▸ **TO DO**
Give every line from the entries that contains "section".

(Saved entries)

------------------------------------------------------------------------

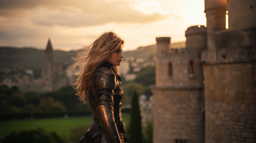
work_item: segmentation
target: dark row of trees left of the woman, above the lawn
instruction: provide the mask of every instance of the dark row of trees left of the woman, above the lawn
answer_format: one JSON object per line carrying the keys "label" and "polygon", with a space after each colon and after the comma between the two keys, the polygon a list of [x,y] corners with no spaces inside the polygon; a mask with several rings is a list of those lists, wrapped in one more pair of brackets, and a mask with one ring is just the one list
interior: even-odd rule
{"label": "dark row of trees left of the woman, above the lawn", "polygon": [[90,111],[89,104],[78,100],[72,86],[54,92],[20,92],[17,87],[0,86],[1,113],[58,113]]}

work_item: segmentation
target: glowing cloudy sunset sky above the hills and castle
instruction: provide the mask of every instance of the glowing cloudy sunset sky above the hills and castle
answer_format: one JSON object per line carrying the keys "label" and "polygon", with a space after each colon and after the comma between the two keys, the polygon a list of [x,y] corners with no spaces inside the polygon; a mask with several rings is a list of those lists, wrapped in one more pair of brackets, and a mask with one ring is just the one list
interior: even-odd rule
{"label": "glowing cloudy sunset sky above the hills and castle", "polygon": [[206,25],[204,0],[0,0],[0,46],[77,50],[113,30],[124,51],[186,41],[190,26]]}

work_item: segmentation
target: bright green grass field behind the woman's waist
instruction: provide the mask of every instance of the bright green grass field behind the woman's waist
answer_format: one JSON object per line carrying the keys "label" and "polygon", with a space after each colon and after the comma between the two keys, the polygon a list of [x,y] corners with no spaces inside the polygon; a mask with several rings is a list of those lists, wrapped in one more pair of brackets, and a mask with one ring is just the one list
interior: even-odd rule
{"label": "bright green grass field behind the woman's waist", "polygon": [[[126,127],[129,122],[129,116],[123,115]],[[59,136],[70,137],[70,130],[79,126],[90,126],[91,117],[72,117],[72,118],[51,118],[51,119],[30,119],[16,121],[0,121],[0,137],[4,137],[11,131],[31,130],[43,128],[48,132],[56,132]],[[87,129],[85,129],[86,132]]]}

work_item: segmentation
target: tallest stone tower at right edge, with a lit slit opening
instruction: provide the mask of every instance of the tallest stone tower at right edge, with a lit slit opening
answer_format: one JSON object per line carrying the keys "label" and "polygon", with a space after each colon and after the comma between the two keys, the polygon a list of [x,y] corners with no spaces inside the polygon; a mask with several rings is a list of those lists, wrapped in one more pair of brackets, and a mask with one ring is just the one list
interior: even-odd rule
{"label": "tallest stone tower at right edge, with a lit slit opening", "polygon": [[205,13],[205,142],[255,143],[256,0],[205,0]]}

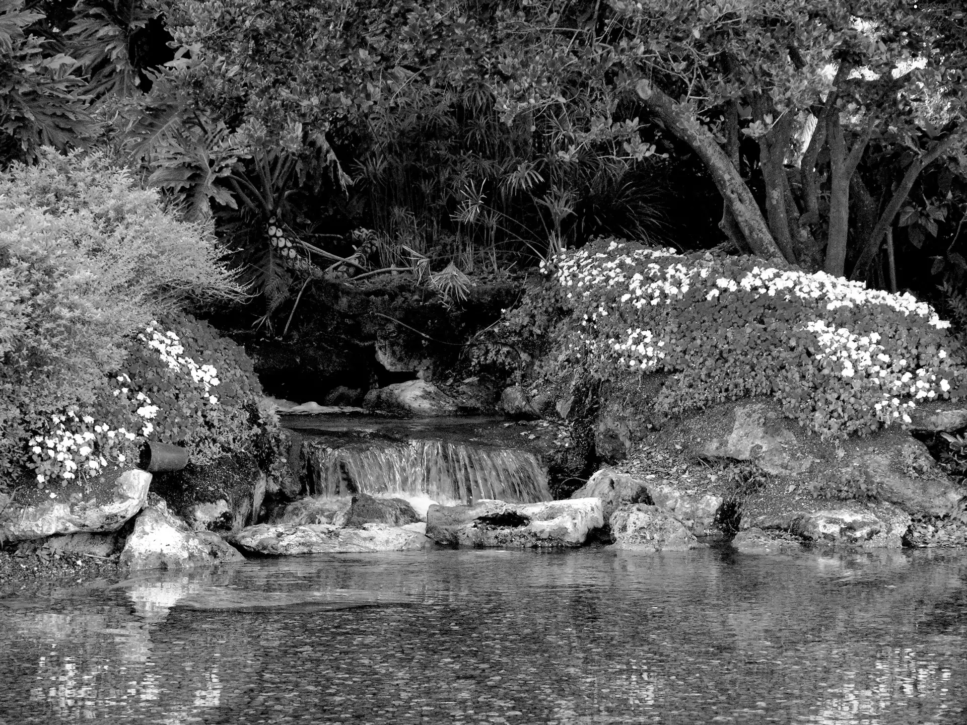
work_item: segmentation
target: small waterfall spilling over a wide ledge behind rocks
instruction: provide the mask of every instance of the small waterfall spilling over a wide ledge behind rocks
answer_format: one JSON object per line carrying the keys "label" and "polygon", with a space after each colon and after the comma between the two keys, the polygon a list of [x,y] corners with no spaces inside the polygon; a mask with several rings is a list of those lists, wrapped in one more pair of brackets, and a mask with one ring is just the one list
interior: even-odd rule
{"label": "small waterfall spilling over a wide ledge behind rocks", "polygon": [[428,498],[444,505],[480,499],[550,501],[547,472],[525,450],[437,440],[307,441],[303,458],[310,494],[347,496],[354,484],[370,495]]}

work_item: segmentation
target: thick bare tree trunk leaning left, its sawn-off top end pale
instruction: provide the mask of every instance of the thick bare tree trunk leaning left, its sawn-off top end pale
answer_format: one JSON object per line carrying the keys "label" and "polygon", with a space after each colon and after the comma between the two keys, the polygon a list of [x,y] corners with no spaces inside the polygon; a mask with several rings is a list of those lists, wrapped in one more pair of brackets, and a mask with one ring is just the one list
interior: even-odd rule
{"label": "thick bare tree trunk leaning left, its sawn-off top end pale", "polygon": [[681,110],[678,103],[650,81],[639,80],[636,90],[648,111],[657,116],[669,131],[689,144],[705,164],[752,251],[766,259],[784,258],[759,211],[755,197],[739,170],[719,148],[712,132],[703,127],[698,119]]}

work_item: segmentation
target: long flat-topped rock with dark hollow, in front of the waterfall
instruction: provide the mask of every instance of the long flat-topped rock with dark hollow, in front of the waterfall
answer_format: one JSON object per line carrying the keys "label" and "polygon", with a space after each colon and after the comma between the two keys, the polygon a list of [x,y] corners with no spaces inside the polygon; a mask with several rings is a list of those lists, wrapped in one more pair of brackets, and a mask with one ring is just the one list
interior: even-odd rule
{"label": "long flat-topped rock with dark hollow, in front of the waterfall", "polygon": [[426,532],[439,543],[460,546],[580,546],[604,523],[597,498],[474,506],[429,507]]}

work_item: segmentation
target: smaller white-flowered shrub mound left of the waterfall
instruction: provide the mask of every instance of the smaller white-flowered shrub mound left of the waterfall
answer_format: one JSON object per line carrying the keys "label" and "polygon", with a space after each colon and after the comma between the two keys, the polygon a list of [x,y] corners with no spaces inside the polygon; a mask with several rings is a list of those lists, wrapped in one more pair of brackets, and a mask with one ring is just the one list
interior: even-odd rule
{"label": "smaller white-flowered shrub mound left of the waterfall", "polygon": [[262,390],[245,351],[190,315],[149,323],[131,340],[124,369],[103,381],[89,413],[52,415],[30,438],[39,484],[123,464],[145,440],[185,446],[204,465],[252,449],[277,427],[258,410]]}

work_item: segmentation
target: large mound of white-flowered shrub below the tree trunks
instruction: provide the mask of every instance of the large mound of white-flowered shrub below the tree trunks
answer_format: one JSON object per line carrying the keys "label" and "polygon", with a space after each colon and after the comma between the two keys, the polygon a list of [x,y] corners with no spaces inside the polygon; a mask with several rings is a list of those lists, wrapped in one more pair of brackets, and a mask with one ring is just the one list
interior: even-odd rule
{"label": "large mound of white-flowered shrub below the tree trunks", "polygon": [[568,362],[599,379],[672,373],[658,399],[666,414],[773,395],[790,418],[844,436],[967,392],[949,323],[909,294],[615,240],[542,267],[555,284],[537,304],[570,312]]}

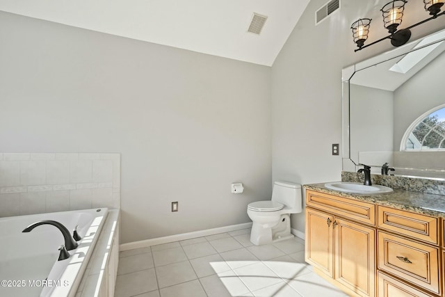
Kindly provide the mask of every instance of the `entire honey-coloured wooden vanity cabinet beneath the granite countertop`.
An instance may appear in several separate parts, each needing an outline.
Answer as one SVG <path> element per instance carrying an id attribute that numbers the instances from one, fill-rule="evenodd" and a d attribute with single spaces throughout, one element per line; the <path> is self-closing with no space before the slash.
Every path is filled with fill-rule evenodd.
<path id="1" fill-rule="evenodd" d="M 306 262 L 348 295 L 445 297 L 443 218 L 312 189 L 306 205 Z"/>

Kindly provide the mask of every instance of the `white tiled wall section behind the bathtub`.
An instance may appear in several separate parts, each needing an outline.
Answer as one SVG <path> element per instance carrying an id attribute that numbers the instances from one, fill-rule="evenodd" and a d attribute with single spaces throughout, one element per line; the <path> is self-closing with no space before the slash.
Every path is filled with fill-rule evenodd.
<path id="1" fill-rule="evenodd" d="M 0 217 L 120 207 L 118 153 L 0 153 Z"/>

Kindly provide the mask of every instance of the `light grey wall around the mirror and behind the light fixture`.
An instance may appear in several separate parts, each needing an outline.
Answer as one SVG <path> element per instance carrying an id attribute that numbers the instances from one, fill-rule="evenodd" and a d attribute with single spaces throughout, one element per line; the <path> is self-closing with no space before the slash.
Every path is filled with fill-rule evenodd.
<path id="1" fill-rule="evenodd" d="M 302 184 L 341 179 L 341 69 L 391 49 L 388 40 L 355 53 L 350 25 L 373 19 L 369 42 L 387 35 L 380 9 L 387 1 L 342 0 L 341 9 L 315 25 L 326 0 L 312 0 L 272 67 L 273 179 Z M 408 13 L 408 11 L 410 11 Z M 426 19 L 422 1 L 409 1 L 403 26 Z M 412 29 L 412 40 L 444 27 L 441 20 Z M 292 218 L 304 231 L 304 215 Z"/>

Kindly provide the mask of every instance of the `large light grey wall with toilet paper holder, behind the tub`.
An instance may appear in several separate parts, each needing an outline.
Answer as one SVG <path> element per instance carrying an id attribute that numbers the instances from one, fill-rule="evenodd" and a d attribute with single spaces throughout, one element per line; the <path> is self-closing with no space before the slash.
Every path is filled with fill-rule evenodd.
<path id="1" fill-rule="evenodd" d="M 0 152 L 120 152 L 122 243 L 270 198 L 270 67 L 8 13 L 0 40 Z"/>

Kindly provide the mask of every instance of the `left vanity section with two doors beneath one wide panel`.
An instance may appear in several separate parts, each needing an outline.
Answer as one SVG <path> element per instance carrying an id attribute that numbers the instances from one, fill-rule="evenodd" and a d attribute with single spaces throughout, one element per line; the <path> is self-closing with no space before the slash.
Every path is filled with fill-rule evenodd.
<path id="1" fill-rule="evenodd" d="M 306 197 L 306 262 L 350 296 L 375 296 L 375 205 L 315 191 Z"/>

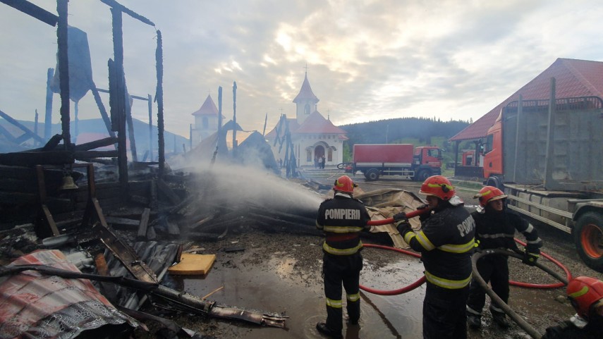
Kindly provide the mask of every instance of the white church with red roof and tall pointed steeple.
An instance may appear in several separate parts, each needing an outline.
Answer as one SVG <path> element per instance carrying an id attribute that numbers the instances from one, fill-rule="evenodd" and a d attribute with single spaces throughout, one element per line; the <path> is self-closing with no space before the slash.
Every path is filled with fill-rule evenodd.
<path id="1" fill-rule="evenodd" d="M 336 166 L 343 162 L 343 141 L 348 140 L 346 131 L 337 127 L 329 118 L 324 118 L 317 110 L 319 99 L 312 92 L 307 72 L 300 92 L 293 99 L 296 104 L 296 117 L 286 118 L 291 132 L 291 143 L 297 158 L 297 166 L 316 166 L 318 159 L 324 159 L 326 166 Z M 280 123 L 280 121 L 279 121 Z M 277 124 L 265 136 L 272 147 L 277 162 L 284 161 L 286 147 L 280 147 L 275 140 L 284 137 L 284 130 Z M 277 132 L 279 130 L 279 133 Z"/>

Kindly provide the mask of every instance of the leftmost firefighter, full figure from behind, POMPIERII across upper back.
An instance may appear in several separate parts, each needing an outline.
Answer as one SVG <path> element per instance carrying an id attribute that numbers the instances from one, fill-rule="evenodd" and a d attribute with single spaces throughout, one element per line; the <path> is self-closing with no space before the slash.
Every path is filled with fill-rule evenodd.
<path id="1" fill-rule="evenodd" d="M 343 338 L 342 284 L 346 290 L 348 321 L 357 325 L 360 320 L 363 243 L 359 232 L 370 227 L 367 226 L 370 216 L 364 204 L 353 198 L 354 187 L 357 185 L 348 175 L 335 180 L 334 197 L 320 204 L 316 218 L 316 227 L 326 235 L 322 244 L 322 276 L 327 298 L 327 321 L 317 323 L 316 329 L 331 338 Z"/>

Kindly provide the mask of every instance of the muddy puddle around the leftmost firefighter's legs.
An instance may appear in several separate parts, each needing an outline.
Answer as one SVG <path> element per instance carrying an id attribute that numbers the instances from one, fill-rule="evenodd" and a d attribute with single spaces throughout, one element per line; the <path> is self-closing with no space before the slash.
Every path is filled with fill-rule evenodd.
<path id="1" fill-rule="evenodd" d="M 312 251 L 311 263 L 300 262 L 295 254 Z M 418 259 L 398 254 L 384 263 L 377 253 L 365 249 L 365 268 L 360 283 L 370 288 L 394 290 L 413 283 L 422 273 Z M 284 312 L 290 318 L 286 328 L 254 326 L 221 319 L 176 319 L 182 326 L 217 338 L 324 338 L 315 326 L 326 318 L 322 290 L 322 254 L 315 245 L 299 245 L 294 251 L 273 252 L 268 259 L 261 248 L 245 252 L 221 252 L 207 276 L 173 276 L 173 283 L 185 292 L 209 300 L 265 312 Z M 395 255 L 395 254 L 394 254 Z M 303 257 L 303 256 L 301 256 Z M 307 258 L 305 259 L 307 260 Z M 391 261 L 391 259 L 389 260 Z M 420 338 L 424 286 L 405 295 L 381 296 L 361 291 L 359 326 L 343 324 L 344 338 Z M 345 294 L 343 295 L 345 303 Z M 345 306 L 344 306 L 345 317 Z M 186 323 L 183 323 L 186 321 Z M 214 333 L 214 334 L 212 334 Z"/>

------------------------------------------------------------------------

▸ **FINISHED TASK**
Kindly provide the mask of every instance of the `white tiled wall section behind the bathtub`.
Kindly provide the mask of every instance of the `left vanity section with two doors beneath one wide panel`.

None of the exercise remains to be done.